**What you need to do:** Express the listing from the line with "Practice step: find the number" through the end as a two-column CSV with the headers step and points. Give one row for each "Practice step" line and its coordinates, with each field quoted and line breaks replaced by spaces.

Coordinate annotation entries
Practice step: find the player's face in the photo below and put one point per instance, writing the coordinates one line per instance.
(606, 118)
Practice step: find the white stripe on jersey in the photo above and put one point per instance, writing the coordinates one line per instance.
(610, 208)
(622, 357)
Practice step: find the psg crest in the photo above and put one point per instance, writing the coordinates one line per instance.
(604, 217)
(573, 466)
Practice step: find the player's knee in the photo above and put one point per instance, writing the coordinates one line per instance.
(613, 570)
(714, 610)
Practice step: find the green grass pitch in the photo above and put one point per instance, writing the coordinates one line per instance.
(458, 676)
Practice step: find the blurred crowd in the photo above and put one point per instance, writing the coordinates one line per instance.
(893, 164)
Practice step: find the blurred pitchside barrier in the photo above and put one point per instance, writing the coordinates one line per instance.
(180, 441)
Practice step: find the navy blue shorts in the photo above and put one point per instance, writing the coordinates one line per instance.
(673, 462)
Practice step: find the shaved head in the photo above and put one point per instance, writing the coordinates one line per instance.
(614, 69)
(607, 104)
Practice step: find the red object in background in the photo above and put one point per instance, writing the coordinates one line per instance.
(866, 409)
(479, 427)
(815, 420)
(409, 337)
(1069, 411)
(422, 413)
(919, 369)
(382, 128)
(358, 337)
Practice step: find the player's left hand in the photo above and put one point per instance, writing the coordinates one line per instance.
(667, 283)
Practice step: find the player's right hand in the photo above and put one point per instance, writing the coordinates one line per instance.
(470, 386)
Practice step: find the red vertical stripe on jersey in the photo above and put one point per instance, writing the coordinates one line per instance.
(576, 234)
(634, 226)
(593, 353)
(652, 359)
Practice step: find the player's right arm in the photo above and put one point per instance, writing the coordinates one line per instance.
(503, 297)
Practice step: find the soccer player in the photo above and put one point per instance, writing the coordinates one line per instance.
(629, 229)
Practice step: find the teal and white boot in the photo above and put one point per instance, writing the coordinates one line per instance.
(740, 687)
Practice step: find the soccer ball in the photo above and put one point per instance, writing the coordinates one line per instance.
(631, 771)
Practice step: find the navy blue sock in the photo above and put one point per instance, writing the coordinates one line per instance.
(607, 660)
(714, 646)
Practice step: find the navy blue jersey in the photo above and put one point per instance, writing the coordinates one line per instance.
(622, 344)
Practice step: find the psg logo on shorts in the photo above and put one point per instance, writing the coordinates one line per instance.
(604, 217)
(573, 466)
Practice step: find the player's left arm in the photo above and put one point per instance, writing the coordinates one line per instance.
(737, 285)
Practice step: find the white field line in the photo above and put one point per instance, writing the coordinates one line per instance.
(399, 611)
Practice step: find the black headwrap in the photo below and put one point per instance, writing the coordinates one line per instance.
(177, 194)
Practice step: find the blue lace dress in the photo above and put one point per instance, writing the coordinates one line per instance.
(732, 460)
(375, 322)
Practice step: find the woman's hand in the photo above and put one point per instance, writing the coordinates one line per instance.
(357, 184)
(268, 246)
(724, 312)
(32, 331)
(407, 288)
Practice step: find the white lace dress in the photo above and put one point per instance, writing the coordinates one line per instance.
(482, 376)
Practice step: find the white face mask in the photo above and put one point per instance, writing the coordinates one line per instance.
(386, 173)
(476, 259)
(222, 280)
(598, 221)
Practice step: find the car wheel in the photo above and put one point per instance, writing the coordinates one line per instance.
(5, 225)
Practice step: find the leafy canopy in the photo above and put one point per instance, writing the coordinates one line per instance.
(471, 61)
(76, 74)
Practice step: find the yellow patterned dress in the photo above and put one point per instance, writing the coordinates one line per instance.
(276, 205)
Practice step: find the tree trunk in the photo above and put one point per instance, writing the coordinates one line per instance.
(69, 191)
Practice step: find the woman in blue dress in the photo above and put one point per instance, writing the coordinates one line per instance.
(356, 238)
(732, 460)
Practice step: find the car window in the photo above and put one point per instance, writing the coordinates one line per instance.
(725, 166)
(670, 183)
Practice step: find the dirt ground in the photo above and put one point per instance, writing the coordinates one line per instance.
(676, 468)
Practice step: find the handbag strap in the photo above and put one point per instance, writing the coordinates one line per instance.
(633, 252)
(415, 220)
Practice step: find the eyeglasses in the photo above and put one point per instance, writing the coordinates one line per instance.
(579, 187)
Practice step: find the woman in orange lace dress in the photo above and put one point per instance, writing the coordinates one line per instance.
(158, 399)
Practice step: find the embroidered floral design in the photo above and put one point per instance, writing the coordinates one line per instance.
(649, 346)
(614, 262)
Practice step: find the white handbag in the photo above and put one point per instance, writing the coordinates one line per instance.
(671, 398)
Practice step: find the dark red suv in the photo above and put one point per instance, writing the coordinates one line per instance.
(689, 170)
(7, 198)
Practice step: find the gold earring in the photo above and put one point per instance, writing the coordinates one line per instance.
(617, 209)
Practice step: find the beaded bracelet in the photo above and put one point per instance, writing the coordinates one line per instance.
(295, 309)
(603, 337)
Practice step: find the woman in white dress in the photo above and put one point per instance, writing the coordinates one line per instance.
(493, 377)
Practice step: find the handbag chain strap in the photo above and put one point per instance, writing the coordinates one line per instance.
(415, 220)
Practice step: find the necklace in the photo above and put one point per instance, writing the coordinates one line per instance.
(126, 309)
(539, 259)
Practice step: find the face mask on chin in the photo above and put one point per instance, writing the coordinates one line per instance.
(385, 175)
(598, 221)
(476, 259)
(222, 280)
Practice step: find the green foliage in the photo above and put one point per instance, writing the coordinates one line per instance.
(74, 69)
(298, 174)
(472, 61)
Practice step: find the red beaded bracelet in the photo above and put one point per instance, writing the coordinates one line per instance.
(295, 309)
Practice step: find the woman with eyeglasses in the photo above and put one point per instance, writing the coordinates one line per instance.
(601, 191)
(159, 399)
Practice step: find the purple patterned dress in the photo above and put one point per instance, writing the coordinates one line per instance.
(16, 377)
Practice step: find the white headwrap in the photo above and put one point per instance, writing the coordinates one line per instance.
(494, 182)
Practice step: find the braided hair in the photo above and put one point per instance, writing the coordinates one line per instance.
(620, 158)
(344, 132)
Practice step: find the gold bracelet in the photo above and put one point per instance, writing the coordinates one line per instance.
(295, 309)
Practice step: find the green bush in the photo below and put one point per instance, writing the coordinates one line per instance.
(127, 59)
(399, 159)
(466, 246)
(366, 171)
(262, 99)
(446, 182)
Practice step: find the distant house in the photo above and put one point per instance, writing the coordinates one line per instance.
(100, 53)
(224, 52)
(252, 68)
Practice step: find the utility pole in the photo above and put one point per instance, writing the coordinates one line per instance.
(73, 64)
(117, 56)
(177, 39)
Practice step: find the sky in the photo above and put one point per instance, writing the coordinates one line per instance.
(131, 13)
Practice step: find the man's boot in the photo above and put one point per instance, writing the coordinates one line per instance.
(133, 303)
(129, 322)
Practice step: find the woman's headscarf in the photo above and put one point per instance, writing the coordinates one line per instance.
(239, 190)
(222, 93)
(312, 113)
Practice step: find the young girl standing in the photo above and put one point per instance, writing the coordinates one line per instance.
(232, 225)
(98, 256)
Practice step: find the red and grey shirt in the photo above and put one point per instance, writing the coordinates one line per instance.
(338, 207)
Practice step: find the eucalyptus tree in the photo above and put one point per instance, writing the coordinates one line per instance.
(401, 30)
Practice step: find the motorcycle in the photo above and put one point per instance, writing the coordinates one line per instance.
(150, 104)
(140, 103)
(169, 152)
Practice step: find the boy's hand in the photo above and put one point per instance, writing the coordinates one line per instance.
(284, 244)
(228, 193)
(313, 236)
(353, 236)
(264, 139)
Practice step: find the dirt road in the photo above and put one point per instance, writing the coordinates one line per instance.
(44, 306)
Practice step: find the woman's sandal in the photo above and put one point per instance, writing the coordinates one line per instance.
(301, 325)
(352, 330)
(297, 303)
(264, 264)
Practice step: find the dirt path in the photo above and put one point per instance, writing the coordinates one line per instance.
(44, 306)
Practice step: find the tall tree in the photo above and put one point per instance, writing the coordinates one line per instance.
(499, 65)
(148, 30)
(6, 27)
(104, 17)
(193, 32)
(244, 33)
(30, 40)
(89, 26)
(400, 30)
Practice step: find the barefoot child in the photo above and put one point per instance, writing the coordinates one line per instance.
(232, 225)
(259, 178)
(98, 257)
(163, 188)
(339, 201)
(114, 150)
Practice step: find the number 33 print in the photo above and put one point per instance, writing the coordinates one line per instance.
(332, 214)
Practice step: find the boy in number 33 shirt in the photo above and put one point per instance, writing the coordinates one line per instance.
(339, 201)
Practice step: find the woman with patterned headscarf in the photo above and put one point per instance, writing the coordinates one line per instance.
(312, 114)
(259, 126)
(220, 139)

**Correct output:**
step,points
"Practice step: find the number 33 print in the photo above and put one point per instance, writing the coordinates one line per instance.","(332, 214)"
"Practice step: find the boy in number 33 shirt in the photo above and put one point per instance, writing the coordinates one line per instance.","(339, 201)"
"Practice step: find the woman with patterned headscarf in the photo above and put one point per instance, writing the coordinates one line per instance.","(312, 114) (259, 126) (220, 139)"